Uzaklaştırma kararı sürecinde saldırıya uğrayan kadın: İlk duruşmaya takım elbiseyle gittim

  • kadın
  • 10:14 12 Şubat 2020
  • |
img

ANKARA - Polis koruması ve uzaklaştırma kararlarına rağmen ayrıldığı erkek tarafından öldürülmek istenen ve bir gözünü kaybeden Y.O. verdiği hukuk mücadelesini anlattı. Mahkemelerin erkekten yana tavır aldığını belirten Y.O. bu duruma dikkat çekmek için ilk duruşmaya takım elbiseyle gittiğini belirtti.  

 
Kadına yönelik şiddetin her geçen gün arttığı Türkiye'de kadınlar şiddete karşı verdikleri hukuk mücadelesinde de büyük zorluklar yaşıyor. Kadınlara yönelik şiddet ve cinayetler ya polis korumasında ya da uzaklaştırma kararları sürecinde yaşanıyor. O örneklerden biri de evlenmek üzere iken ayrıldığı erkeğin saldırısı sonucu bir gözünü kaybeden Y.O.'nun yaşadıkları. Ankara’da 26 Nisan 2016 tarihinde Ömer Faruk A. ve kardeşi B.A. tarafından öldürülmeye çalışılan Y.O’nun hukuki mücadelesi 4 yıldır devam ediyor. Davanın ikinci duruşmasında sanık B.A. serbest bırakılırken, 17’nci celsede verilen kararda sanık Ömer Faruk A. hakkında 15 yıl hapis cezası verildi. İndirimler uygulanarak verilen hapis cezası İstinaf Mahkemesi tarafından bozuldu.

* [Mevcut Veriler]:
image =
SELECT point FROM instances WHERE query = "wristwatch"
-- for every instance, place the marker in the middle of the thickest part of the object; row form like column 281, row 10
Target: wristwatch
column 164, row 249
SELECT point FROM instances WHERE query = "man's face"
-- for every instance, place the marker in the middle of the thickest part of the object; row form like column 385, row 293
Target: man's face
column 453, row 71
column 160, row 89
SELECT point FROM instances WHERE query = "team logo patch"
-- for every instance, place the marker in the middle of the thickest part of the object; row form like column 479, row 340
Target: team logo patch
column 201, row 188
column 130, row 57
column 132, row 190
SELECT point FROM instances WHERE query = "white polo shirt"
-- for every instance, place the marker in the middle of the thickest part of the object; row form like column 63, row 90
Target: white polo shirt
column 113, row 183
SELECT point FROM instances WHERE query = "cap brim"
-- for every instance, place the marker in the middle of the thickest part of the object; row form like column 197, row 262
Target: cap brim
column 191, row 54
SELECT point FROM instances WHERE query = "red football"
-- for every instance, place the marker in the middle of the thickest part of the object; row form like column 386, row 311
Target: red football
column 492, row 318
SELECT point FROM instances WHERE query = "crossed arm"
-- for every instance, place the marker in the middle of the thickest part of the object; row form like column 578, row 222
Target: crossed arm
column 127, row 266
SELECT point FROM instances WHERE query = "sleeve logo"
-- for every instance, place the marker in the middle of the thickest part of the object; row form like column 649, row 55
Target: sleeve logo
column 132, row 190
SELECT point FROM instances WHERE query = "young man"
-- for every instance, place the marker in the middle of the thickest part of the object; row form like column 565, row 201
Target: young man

==

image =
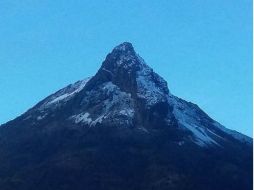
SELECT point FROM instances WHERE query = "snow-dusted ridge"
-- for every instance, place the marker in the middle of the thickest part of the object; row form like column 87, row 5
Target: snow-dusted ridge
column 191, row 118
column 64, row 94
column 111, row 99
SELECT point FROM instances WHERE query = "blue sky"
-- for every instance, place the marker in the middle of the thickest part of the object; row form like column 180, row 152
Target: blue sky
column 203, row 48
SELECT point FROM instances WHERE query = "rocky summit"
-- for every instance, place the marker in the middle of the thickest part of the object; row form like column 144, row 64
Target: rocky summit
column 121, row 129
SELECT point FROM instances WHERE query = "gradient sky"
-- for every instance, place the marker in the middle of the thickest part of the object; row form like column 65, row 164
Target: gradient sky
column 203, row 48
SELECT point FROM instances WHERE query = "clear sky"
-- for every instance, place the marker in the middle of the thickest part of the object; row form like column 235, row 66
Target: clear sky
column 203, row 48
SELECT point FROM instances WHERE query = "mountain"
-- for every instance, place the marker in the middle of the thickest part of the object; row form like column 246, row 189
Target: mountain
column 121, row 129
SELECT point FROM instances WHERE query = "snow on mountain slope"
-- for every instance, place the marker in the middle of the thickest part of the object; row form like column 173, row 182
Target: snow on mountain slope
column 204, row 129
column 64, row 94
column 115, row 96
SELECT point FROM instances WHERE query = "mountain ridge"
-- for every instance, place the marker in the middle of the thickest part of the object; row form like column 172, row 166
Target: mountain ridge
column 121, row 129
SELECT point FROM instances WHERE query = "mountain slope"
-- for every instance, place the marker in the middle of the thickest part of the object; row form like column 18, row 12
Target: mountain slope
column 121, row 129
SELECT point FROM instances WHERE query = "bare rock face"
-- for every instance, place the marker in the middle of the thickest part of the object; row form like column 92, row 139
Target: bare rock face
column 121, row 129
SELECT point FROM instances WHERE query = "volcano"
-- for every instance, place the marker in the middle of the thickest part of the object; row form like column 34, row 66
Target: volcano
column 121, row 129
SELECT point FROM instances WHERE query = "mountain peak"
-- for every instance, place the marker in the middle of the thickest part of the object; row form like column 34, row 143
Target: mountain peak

* [Görevler]:
a. Kayıtlarda "shirt" sözcüğünü içeren bütün satırları sıralayın. Büyük ve küçük harf ayrımı gözetilsin.
b. Uzaklaştırma kararı sürecinde saldırıya uğrayan kadınla ilgili haberi, gösterilen son cümleden sonrasını yazarak sürdürün.

* [Görev Bazında Yanıtlar]:
a.
SELECT point FROM instances WHERE query = "white polo shirt"
Target: white polo shirt

b.
 
Y.O., yargılama süreci boyunca sanık, yakınları ve avukatları tarafından sistematik şekilde hakarete maruz kaldı. Y.O., gözünden aldığı yaranın iyileşmesi için de 23 kez ameliyat oldu. 
 
Çektiği fiziksel acılara inat her duruşmaya gelen Y.O., verdiği mücadeleyi Mezopotamya Ajansı’na (MA) anlattı.
 
Ömer Faruk A.'nın size yönelik şiddeti nasıl başladı?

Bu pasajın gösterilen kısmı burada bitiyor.